Excerpted text:
···
Think back on a relationship you had (with a friend, a lover, a parent, a teacher or coach), where you constantly felt not good enough or afraid of being condemned, judged, and rejected from the other person. My guess is, you did "change" a lot in that relationship. But, most likely, that change was temporary — as you attempted to morph yourself, shrink yourself, or hide yourself from this person.

That's not real growth. That's fear. That's pretending (again). And it'll eventually blow up in your, and the other person's, face.

Now, think back on a relationship that was the opposite: one that was safe, where you felt seen and known and loved unconditionally. One were you could be brutally honest about your mistakes, fears, dreams, thoughts. When you are able to express yourself authentically, and experience being accepted and supported and chosen in the midst of that... How did you feel then? What did you believe about yourself? How did your actions change based on this?

When you feel safe to take risks, unstoppable in what you can overcome, and supported even as you make mistakes, this is where the real growth happens.

This is the kind of environment that fosters the most beautiful evolution, healing, and expansion any human can experience. This is the kind of environment that sets you up for massive success at your goals. Not fear, hostility, and constant criticism and condemnation.

So, it's time for you to start creating that same environment and relationship with yourself.

Drop the hostility. Drop the negative self-talk and harsh self-criticism. Drop the fear-based and punishment-based motivation tactics.

Discipline, boundaries, and structure are wonderful. Self-flogging is merely communicating to your subconscious mind that you’re a failure, a loser, and unworthy (see point 2 above about how we act in alignment with how we identify).

Lean into self-compassion. Choose yourself fully and accept yourself for who you authentically are. Honor all that you have accomplished and how far you've come, even if there's still more you'd like to do. Create a safe home inside your mind and body in which you can rest, and calm your nervous system to preserve energy… without having to constantly hide or perform.

Then see how this radically transforms your ability to achieve your goals and make lasting positive changes in your life.

4. Get comfortable asking for help.

Look, I get it. You want to believe you're strong and capable AF, and how will you possibly get that boost in self-confidence if you have to — ahem — ask for help?

It's one of the most common objections I hear from women I work with in my coaching containers: "This all sounds so great, but I first just want to see if I can do it on my own! I want to prove to myself I can do this alone!"

To which I always respond: Why??

I mean, seriously, why would you want to do that?

All great things in the history of mankind were definitely not accomplished in a vacuum, in absolute and complete solitude.

Even a monk meditating into enlightenment in the secluded hills of Tibet, at some point, receive guidance and instruction from his guru. Someone laid the path before him, with books, scriptures, teachings, or building an ashram in which he could go study and meditate. Even this silent solitary monk leaned on, benefited from, and required support and guidance from others on his journey.
···
Material shown:
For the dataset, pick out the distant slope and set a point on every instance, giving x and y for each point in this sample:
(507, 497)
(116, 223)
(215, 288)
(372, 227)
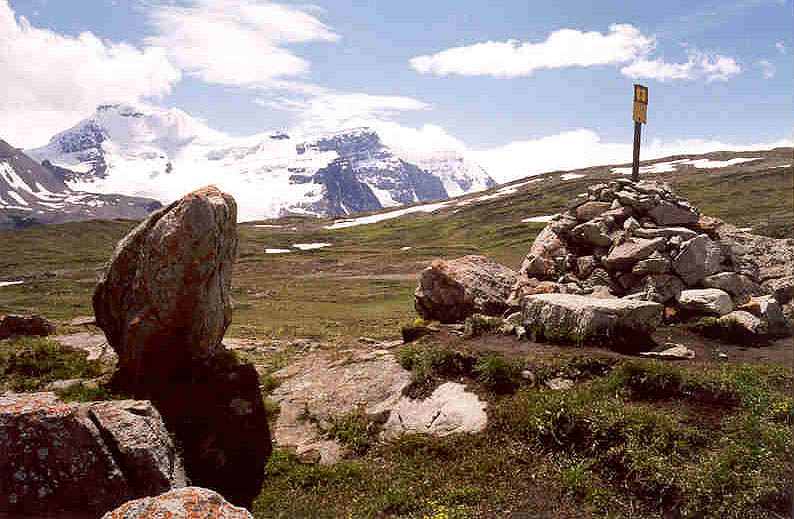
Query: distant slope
(165, 153)
(31, 194)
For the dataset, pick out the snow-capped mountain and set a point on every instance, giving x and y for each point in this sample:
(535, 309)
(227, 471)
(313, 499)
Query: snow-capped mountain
(31, 194)
(163, 154)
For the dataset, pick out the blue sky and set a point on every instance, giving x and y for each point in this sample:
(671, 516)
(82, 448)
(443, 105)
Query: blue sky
(505, 83)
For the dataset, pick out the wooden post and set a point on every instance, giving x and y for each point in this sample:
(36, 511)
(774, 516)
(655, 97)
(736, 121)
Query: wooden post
(635, 165)
(639, 115)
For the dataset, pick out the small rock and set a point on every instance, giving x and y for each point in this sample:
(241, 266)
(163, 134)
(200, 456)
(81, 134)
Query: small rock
(25, 325)
(183, 503)
(559, 383)
(83, 320)
(671, 352)
(708, 301)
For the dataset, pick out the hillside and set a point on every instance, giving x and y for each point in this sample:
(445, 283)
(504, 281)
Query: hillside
(31, 194)
(632, 437)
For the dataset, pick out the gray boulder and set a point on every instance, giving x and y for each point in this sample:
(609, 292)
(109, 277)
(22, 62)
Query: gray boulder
(594, 232)
(590, 210)
(450, 291)
(625, 255)
(578, 319)
(183, 503)
(546, 256)
(667, 214)
(81, 456)
(165, 296)
(699, 257)
(739, 286)
(665, 232)
(706, 301)
(781, 288)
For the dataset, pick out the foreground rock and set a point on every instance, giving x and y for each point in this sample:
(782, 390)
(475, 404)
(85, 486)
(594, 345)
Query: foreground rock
(164, 303)
(164, 299)
(322, 387)
(24, 325)
(450, 291)
(81, 457)
(449, 409)
(184, 503)
(582, 319)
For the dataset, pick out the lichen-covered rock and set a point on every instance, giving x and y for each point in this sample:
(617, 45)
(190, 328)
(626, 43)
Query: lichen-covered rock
···
Aim:
For each statement, say yes or no to whether it agrees with the self-compassion text, and quote the words that decide it. (a) Change made while hiding from someone who judges you counts as real growth. (b) Discipline, boundaries, and structure are described as wonderful. (c) The monk in Tibet needed no support or guidance from anyone. Work only from the self-compassion text.

Solution:
(a) No: "That's not real growth. That's fear."
(b) Yes: "Discipline, boundaries, and structure are wonderful."
(c) No: "Even this silent solitary monk leaned on, benefited from, and required support and guidance from others on his journey."